Dear Radio Friends,
The portion of God’s Word that we will consider today is Hebrews 10:19-21. It is my plan to follow this message in the next four weeks with a message on each of the following verses through verse 25.
I want to begin today by reading this entire passage: Hebrews 10:19-21. This is God’s Word: “Having therefore, brethren, boldness to enter into the holiest by the blood of Jesus, by a new and living way, which he hath consecrated for us, through the veil, that is to say, his flesh; and having an high priest over the house of God.”
Those are the verses that we will consider today. Then the writer continues in verse 22: “Let us draw near with a true heart in full assurance of faith, having our hearts sprinkled from an evil conscience, and our bodies washed with pure water. Let us hold fast the profession of our faith without wavering; (for he is faithful that promised;) and let us consider one another to provoke unto love and to good works: not forsaking the assembling of ourselves together, as the manner of some is; but exhorting one another: and so much the more, as ye see the day approaching.”
In these verses we have what I will call a New Testament call to worship. It is a stirring call. After in the first three verses, which we will consider today, the writer lays the foundation for worship and the privilege and the possibility of worship, he continues by saying, “Let us draw near…let us hold fast…let us consider one another…and let us not forsake the assembling of ourselves together.”
Before we get to the verses that we look at today, I want to say a few things about the book of Hebrews. This epistle is written to Hebrew, or Jewish, Christians who are facing persecution and wondering why Jesus Christ has not yet returned. So they are tempted by the false teaching of Judaism to turn away from Jesus Christ and the gospel and to go back to their Jewish ways and practices. The temptation is to deny Christ and to recant their confession in the face of persecution.
The author’s main point in this epistle is to say to them, “No, don’t do that. Stay with Jesus Christ, because He is superior to all those Old Testament practices to which you want to return.” That is the whole message of this book—a comparison between the prophets and the angels and the priests and the sacrifices and Jesus Christ—and saying, “Jesus is superior to all of these. He is the fulfillment of them.” So, this book is a beautiful description of the fullness of Jesus Christ.
That comparison is here in the verses that we consider today as well. In worship, we New Testament believers have an immense privilege that the Old Testament believers could only imagine. They could only imagine going into the holiest of holies. But we, we have access.

ENTRIES |
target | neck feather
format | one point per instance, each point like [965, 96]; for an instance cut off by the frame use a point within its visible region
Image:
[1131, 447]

--

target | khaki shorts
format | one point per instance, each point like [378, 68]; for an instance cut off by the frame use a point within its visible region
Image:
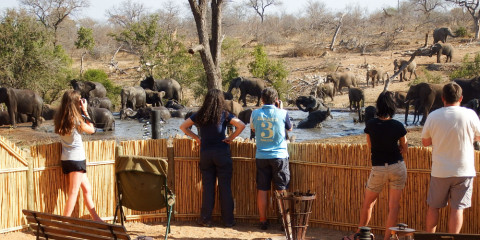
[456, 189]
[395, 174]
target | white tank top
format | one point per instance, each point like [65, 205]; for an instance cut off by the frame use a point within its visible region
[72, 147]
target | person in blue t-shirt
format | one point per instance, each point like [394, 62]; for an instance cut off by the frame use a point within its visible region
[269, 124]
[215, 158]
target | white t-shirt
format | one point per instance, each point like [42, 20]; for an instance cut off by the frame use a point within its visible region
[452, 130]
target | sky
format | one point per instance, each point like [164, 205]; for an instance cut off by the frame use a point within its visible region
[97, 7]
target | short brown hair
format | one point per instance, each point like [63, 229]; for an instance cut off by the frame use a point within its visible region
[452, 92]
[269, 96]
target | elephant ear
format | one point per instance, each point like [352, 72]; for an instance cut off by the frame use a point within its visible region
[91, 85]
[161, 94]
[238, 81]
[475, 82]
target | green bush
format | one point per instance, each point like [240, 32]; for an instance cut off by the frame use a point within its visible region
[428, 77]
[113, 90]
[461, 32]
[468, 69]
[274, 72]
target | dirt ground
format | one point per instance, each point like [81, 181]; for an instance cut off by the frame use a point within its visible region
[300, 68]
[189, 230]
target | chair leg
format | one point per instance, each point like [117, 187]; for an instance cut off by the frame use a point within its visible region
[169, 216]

* * *

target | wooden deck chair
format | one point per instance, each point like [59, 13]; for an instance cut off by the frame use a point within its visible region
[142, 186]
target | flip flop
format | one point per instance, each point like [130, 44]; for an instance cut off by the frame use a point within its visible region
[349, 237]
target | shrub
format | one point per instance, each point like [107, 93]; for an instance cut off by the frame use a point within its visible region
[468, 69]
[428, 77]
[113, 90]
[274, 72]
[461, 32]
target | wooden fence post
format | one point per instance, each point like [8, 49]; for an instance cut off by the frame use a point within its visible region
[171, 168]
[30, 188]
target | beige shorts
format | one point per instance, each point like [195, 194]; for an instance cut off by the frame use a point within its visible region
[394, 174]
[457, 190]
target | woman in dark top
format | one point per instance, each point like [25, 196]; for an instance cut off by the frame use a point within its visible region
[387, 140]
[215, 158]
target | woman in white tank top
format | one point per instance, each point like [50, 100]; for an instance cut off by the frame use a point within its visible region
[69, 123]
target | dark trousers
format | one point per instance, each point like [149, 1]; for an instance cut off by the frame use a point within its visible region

WHAT IS NEEDED | Please answer from the radio sermon: to whom is the epistle to the Hebrews written?

EXERCISE OUTPUT | To Hebrew, or Jewish, Christians who are facing persecution and wondering why Jesus Christ has not yet returned.